5 tips for a financial emergency
What do you need to do financially if you’ve just lost your job? Or when you have a business which has seen revenues drop suddenly and massively?
The CBC spoke to Shannon Lee Simmons, a Certified Financial Planner and Chartered Investment Manager, to get her advice on how to deal with a financial emergency and how to approach issues like cash flow, mortgage deferral, and retirement investments right now. She offered the following advice1:
- If you’re experiencing a financial emergency, first look at the gap between your income and your expenses and see what, if anything, you can do to address the gap. You may wish to pause subscriptions, scale back on cable and other non-essential services, and divert money that was budgeted for things you’re no longer using (like transit fare, daycare fees, and extracurricular activities for kids, for example) towards paying bills and buying food.
- If you’re still working but are concerned about the stability of your future income stream, build an emergency fund that covers your spending and bills for at least a month. The ideal emergency fund amount should cover you for three to six months, but that may not be practical now, so your goal may be a minimum of one month.
- Talk to your mortgage broker about renegotiating your mortgage since interest rates may be lower or decrease further. They will be able to give you advice and help you calculate potential savings and penalties associated with renewing your mortgage early.
+ + + + + + +
* Task brief *
Answer these from the financial emergency tips:
(a) Whom did the CBC speak to for advice?
(b) How many months should an ideal emergency fund cover?
(c) Whom does the text say to talk to about renegotiating your mortgage?
+ + + + + + +
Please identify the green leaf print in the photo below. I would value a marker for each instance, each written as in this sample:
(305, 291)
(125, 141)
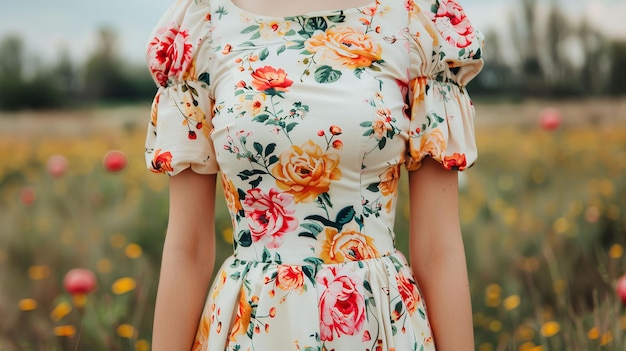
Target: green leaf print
(339, 18)
(269, 149)
(273, 159)
(245, 238)
(373, 187)
(246, 174)
(381, 143)
(290, 126)
(204, 78)
(250, 29)
(266, 255)
(255, 183)
(261, 118)
(258, 147)
(281, 49)
(367, 286)
(264, 54)
(316, 23)
(345, 215)
(478, 55)
(313, 228)
(326, 74)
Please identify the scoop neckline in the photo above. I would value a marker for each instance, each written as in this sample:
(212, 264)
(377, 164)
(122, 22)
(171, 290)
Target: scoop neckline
(315, 13)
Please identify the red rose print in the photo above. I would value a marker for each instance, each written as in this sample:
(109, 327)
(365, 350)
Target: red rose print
(453, 24)
(456, 161)
(270, 215)
(169, 53)
(341, 303)
(162, 162)
(290, 278)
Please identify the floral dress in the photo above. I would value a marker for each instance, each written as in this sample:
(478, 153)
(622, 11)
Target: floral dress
(309, 119)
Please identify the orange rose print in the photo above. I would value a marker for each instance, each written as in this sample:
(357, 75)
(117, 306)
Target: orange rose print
(306, 171)
(389, 180)
(195, 116)
(409, 293)
(161, 162)
(270, 80)
(231, 195)
(348, 245)
(242, 320)
(431, 144)
(290, 278)
(345, 46)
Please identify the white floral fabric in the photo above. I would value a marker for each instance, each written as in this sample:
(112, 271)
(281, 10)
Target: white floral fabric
(308, 119)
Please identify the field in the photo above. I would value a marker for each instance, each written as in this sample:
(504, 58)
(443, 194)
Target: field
(543, 216)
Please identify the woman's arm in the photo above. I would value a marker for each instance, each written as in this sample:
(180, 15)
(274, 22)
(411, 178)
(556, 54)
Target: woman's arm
(187, 264)
(438, 257)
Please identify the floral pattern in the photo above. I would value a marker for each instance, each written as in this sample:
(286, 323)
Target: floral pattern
(309, 119)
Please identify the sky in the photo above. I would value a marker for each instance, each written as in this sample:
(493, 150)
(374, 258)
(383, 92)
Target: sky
(47, 26)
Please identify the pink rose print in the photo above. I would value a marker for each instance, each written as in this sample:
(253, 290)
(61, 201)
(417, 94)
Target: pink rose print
(169, 53)
(270, 215)
(341, 303)
(453, 24)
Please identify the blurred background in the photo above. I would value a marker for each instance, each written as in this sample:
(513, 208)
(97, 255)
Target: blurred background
(543, 210)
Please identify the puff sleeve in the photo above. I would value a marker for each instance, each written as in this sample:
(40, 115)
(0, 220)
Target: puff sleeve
(178, 56)
(445, 55)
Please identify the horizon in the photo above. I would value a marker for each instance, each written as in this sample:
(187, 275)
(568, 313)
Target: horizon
(72, 25)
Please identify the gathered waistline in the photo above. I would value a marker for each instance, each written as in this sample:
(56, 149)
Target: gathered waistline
(310, 261)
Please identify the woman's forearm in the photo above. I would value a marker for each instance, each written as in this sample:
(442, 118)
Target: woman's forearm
(183, 284)
(187, 262)
(437, 256)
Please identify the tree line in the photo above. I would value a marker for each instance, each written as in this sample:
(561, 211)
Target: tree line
(543, 53)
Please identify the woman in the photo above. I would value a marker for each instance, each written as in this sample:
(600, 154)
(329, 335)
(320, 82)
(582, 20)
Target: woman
(308, 113)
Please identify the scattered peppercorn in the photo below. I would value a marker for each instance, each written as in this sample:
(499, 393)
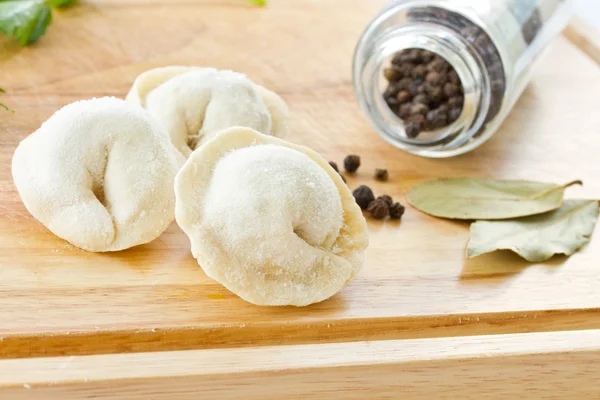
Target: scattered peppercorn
(396, 211)
(387, 198)
(424, 91)
(363, 196)
(351, 163)
(379, 209)
(381, 174)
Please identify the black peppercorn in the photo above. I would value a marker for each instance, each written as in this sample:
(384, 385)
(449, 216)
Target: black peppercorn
(423, 90)
(387, 198)
(351, 163)
(434, 78)
(363, 196)
(450, 89)
(404, 110)
(456, 101)
(419, 108)
(379, 209)
(396, 211)
(412, 130)
(454, 114)
(418, 119)
(392, 74)
(421, 98)
(419, 72)
(381, 174)
(403, 97)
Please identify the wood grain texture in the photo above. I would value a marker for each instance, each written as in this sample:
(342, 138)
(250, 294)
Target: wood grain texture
(58, 300)
(585, 37)
(547, 366)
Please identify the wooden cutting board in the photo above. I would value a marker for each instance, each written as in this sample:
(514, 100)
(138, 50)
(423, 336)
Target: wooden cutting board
(57, 300)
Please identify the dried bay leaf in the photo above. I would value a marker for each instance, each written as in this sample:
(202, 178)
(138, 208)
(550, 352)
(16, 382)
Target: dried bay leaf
(538, 237)
(473, 198)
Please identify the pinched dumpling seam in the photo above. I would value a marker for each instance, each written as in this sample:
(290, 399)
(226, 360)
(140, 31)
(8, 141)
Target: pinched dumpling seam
(98, 174)
(195, 103)
(311, 275)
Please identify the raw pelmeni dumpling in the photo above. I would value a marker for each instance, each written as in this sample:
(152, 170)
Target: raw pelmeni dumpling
(194, 103)
(270, 220)
(99, 174)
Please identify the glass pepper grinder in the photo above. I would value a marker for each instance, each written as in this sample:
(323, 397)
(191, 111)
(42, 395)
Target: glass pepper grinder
(437, 77)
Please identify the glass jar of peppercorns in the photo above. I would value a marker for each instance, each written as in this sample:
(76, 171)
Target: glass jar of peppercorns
(437, 77)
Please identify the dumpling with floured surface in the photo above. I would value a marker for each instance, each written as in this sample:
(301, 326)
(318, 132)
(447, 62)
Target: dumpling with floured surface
(99, 174)
(270, 220)
(194, 103)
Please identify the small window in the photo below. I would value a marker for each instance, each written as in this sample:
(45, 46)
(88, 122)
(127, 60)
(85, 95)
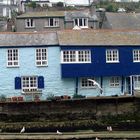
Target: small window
(29, 83)
(41, 57)
(112, 56)
(87, 84)
(52, 22)
(81, 22)
(136, 55)
(29, 23)
(114, 81)
(76, 56)
(69, 56)
(12, 58)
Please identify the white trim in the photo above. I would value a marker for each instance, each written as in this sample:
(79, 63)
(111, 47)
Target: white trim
(78, 22)
(47, 22)
(41, 65)
(26, 20)
(12, 61)
(76, 56)
(87, 87)
(138, 52)
(114, 83)
(111, 57)
(29, 88)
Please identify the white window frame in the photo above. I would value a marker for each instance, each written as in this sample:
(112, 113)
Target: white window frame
(114, 81)
(56, 22)
(86, 84)
(112, 56)
(136, 55)
(41, 57)
(31, 23)
(12, 58)
(83, 20)
(136, 80)
(75, 56)
(27, 85)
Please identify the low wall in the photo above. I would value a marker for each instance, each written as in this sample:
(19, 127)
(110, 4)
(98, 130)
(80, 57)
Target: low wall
(87, 113)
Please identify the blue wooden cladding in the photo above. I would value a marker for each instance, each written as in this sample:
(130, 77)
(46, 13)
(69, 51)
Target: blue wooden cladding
(40, 82)
(99, 66)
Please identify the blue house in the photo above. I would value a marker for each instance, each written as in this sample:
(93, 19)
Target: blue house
(36, 65)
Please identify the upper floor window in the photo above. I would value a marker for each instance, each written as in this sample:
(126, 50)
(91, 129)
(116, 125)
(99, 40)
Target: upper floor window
(29, 83)
(81, 22)
(52, 22)
(136, 55)
(41, 57)
(29, 23)
(85, 83)
(76, 56)
(12, 58)
(136, 82)
(114, 81)
(112, 56)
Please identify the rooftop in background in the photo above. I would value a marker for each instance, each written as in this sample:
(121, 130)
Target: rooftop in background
(72, 37)
(99, 37)
(28, 39)
(42, 14)
(123, 20)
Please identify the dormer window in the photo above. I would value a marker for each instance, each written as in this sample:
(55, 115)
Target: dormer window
(52, 22)
(29, 23)
(81, 22)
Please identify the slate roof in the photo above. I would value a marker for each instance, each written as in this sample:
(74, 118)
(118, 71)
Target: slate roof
(99, 37)
(122, 21)
(70, 15)
(42, 14)
(28, 39)
(71, 37)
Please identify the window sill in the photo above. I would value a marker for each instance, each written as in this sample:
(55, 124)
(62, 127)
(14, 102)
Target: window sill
(113, 62)
(75, 62)
(136, 61)
(41, 65)
(12, 66)
(29, 27)
(51, 26)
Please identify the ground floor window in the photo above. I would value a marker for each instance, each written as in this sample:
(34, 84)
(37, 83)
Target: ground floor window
(85, 83)
(29, 83)
(136, 82)
(114, 81)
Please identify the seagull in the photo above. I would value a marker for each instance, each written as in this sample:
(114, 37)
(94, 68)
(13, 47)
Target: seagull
(59, 133)
(22, 130)
(95, 84)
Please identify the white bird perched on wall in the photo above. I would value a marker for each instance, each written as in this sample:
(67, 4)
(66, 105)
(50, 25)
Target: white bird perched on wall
(59, 133)
(22, 130)
(95, 84)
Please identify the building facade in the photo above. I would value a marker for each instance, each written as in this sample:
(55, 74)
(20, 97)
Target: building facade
(64, 63)
(57, 20)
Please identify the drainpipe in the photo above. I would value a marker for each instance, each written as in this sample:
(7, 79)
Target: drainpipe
(101, 84)
(122, 85)
(131, 87)
(76, 87)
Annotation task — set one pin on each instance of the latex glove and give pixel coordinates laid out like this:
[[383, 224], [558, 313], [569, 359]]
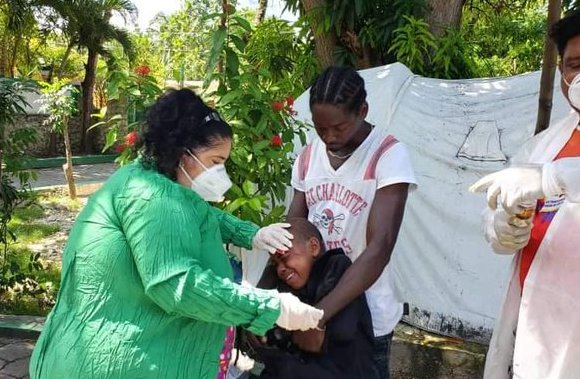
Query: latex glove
[[512, 233], [296, 315], [241, 360], [273, 237], [516, 188]]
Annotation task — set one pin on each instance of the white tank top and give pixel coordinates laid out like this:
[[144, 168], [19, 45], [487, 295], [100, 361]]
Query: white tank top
[[339, 203]]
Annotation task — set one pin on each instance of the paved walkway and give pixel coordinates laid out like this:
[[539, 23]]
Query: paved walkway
[[14, 357], [83, 174]]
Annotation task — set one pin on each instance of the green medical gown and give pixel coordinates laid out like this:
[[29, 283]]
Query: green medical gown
[[147, 287]]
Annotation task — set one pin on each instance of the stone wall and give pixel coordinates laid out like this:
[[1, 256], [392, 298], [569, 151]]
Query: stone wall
[[51, 144]]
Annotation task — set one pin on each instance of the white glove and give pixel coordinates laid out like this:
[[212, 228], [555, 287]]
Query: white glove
[[273, 237], [296, 315], [512, 233], [241, 361], [518, 188]]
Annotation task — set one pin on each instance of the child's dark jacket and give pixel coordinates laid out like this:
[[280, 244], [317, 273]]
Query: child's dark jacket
[[348, 346]]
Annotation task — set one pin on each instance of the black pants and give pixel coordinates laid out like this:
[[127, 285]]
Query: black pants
[[382, 354]]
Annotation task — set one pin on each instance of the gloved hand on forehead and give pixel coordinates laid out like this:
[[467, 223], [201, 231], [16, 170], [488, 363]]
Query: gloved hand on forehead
[[515, 188], [272, 238]]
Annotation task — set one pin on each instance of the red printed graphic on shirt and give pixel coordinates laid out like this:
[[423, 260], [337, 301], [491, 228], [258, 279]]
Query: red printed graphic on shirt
[[545, 212], [337, 193], [328, 221]]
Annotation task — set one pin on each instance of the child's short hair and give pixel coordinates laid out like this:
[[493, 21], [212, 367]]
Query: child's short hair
[[303, 230]]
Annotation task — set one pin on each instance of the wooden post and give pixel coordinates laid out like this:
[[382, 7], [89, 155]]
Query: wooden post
[[550, 60], [67, 167]]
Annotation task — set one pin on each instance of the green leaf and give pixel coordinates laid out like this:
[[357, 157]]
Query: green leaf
[[235, 205], [243, 23], [255, 204], [238, 42], [228, 98], [218, 40], [248, 188], [261, 145]]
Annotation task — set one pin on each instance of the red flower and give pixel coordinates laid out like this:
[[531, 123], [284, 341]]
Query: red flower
[[131, 138], [276, 141], [277, 106], [120, 148], [143, 70]]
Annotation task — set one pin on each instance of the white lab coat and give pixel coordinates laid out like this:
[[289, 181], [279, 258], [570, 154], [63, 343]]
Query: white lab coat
[[547, 315]]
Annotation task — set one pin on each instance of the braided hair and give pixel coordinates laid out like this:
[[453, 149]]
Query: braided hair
[[340, 86], [564, 30], [179, 120]]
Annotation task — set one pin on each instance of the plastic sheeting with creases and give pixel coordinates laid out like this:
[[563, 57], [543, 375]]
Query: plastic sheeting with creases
[[456, 131]]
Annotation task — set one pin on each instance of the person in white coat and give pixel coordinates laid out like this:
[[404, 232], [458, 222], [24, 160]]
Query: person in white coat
[[537, 335]]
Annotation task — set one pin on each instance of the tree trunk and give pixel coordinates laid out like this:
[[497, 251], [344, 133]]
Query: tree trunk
[[324, 41], [64, 58], [223, 24], [88, 86], [4, 54], [550, 60], [444, 14], [363, 54], [12, 65], [261, 14], [67, 167]]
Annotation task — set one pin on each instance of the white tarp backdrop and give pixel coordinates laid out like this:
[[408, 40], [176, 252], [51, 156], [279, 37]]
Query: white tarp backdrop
[[456, 131]]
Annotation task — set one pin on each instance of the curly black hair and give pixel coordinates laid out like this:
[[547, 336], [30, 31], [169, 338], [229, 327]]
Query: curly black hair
[[340, 86], [564, 30], [177, 121]]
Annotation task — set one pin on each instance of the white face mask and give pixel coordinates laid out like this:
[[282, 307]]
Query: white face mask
[[574, 91], [212, 183]]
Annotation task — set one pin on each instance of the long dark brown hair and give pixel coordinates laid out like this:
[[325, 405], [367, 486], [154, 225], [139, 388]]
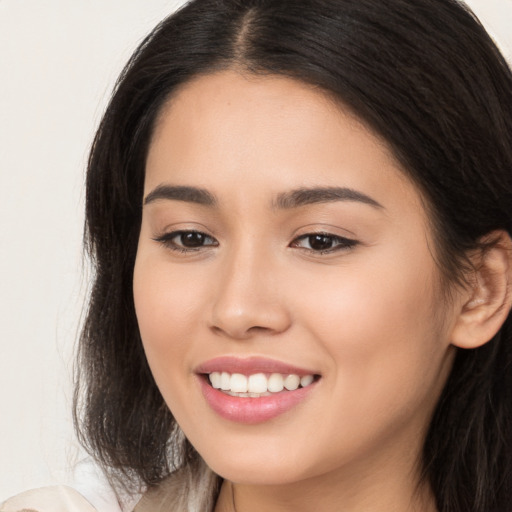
+ + + + + + +
* Response to the exercise *
(a) Shannon Lee Simmons, a Certified Financial Planner and Chartered Investment Manager
(b) Three to six months
(c) Your mortgage broker